Copy out the lines of the material below word for word, starting with the line that contains "Practice: locate the white flag with" and going on through the line that contains "pixel 593 294", with both of those lines included and nothing else.

▶ A block of data:
--- START ---

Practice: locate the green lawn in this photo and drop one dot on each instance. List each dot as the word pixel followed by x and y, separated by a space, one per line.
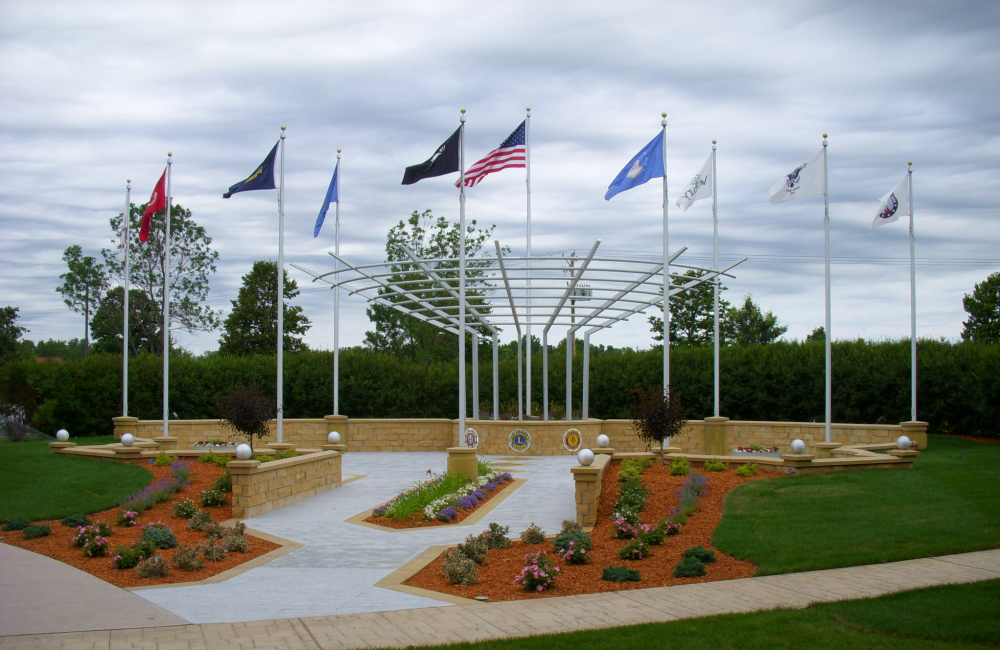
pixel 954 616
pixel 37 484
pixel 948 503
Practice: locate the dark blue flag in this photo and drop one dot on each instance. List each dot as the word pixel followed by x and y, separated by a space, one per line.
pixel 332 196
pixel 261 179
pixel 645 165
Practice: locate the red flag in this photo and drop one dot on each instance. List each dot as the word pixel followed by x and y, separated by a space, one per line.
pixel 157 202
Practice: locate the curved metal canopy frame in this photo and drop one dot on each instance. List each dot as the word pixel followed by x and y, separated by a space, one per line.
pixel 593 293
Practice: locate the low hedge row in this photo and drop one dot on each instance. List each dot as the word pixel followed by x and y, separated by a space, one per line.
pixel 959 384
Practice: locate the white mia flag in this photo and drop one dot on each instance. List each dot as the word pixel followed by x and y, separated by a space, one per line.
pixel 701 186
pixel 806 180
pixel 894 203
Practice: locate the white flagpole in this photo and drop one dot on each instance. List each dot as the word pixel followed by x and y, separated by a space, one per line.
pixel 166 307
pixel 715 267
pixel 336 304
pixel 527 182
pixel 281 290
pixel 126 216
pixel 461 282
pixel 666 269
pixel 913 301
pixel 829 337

--- END ---
--- START ---

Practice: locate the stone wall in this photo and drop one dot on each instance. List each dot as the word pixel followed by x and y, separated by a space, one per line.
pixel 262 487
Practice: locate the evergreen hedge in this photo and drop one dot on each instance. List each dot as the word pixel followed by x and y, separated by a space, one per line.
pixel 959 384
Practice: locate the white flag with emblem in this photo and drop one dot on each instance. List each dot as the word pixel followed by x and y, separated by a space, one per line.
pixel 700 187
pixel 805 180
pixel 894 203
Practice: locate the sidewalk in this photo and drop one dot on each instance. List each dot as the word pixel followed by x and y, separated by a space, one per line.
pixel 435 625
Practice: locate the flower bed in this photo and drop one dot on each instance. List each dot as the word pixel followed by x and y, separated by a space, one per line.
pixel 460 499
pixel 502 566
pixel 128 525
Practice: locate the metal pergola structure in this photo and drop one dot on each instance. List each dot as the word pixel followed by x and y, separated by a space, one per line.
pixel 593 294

--- END ---

▶ Correct response:
Practice: locate the white flag with emblem in this photo and drop one dot on each instance. List each dot as the word pixel followed by x and y, separated by a space, one per line.
pixel 700 187
pixel 805 180
pixel 894 203
Practice: locate the sidewalk in this photo and drop one dot on each instance. List each dot as the word pixel followed by x and y, separated by a space, one per line.
pixel 435 625
Practice: locate the flower bed in this photo and drop one dot on each instance. List each dot as the word pixel followed by x and y, separated by a space, one per line.
pixel 460 499
pixel 502 566
pixel 128 525
Practice: locate the metal pergola structure in this photo and drop one dot on each instance. List each dot as the word pixel followed by x and y, separated by a space, one per line.
pixel 593 294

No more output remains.